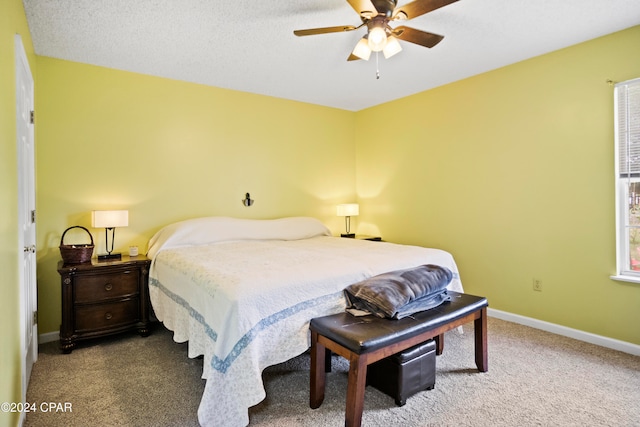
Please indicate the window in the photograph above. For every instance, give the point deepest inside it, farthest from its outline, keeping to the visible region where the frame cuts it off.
(627, 142)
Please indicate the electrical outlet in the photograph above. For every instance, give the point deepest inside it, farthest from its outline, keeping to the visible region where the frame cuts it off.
(537, 285)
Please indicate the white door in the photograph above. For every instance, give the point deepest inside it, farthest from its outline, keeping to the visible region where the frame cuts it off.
(26, 212)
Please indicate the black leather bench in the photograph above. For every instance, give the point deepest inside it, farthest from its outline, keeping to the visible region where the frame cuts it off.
(365, 340)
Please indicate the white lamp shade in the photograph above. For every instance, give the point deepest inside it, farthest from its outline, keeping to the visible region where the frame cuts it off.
(362, 49)
(377, 39)
(348, 209)
(109, 219)
(392, 47)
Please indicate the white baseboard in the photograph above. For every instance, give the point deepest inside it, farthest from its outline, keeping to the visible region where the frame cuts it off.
(625, 347)
(48, 337)
(600, 340)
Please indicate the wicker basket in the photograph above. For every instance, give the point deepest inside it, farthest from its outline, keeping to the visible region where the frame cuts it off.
(76, 254)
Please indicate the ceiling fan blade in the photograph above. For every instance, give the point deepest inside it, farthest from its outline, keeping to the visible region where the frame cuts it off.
(313, 31)
(417, 36)
(419, 7)
(363, 8)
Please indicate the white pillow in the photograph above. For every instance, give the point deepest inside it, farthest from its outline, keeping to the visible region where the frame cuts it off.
(201, 231)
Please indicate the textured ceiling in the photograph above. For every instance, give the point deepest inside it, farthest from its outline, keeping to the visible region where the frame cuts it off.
(249, 45)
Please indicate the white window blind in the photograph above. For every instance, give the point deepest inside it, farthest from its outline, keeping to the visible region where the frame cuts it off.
(627, 98)
(627, 140)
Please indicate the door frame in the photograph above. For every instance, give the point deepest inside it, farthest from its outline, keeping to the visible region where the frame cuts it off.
(26, 215)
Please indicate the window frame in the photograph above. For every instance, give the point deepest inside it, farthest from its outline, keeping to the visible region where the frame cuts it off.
(623, 179)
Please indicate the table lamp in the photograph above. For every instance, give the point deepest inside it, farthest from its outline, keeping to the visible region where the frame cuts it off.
(109, 220)
(347, 211)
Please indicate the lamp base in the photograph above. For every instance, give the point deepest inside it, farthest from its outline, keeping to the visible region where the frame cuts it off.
(109, 257)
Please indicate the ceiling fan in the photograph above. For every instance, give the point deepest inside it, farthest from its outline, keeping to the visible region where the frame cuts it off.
(376, 15)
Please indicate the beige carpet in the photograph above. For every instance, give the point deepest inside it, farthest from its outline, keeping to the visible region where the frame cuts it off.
(535, 379)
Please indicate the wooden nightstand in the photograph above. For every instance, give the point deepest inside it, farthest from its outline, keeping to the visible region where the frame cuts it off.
(103, 298)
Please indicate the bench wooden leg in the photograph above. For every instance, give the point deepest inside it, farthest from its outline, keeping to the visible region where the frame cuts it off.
(439, 344)
(355, 390)
(317, 375)
(480, 329)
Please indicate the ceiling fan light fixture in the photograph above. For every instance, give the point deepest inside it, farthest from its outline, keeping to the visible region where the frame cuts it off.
(377, 39)
(392, 47)
(362, 49)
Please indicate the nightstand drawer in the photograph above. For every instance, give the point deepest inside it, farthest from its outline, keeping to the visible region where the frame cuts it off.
(101, 316)
(92, 288)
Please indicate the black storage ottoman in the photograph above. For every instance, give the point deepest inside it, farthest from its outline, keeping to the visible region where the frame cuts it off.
(403, 374)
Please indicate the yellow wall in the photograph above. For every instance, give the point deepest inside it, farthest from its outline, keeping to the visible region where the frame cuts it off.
(168, 150)
(12, 21)
(512, 171)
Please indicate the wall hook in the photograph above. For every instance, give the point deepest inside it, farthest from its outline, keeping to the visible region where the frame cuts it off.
(247, 201)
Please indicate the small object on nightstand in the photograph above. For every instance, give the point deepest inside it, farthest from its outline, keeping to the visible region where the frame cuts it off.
(109, 220)
(347, 211)
(103, 298)
(372, 238)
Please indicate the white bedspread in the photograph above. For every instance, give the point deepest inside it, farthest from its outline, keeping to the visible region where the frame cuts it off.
(246, 305)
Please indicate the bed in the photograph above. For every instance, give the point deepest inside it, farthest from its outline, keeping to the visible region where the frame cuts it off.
(242, 292)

+ + +

> [THE REQUEST]
Could you copy out the lines starting at the one containing "Please indicate the bed" and ending with the last line of the entries, reproducing them word for word?

> [ANSWER TO THIS PROBLEM]
Please indicate the bed in the photograph above. For every instance, give the point deepest inside it, farthest from its outline, keeping to the visible region where the frame cuts it off.
(242, 292)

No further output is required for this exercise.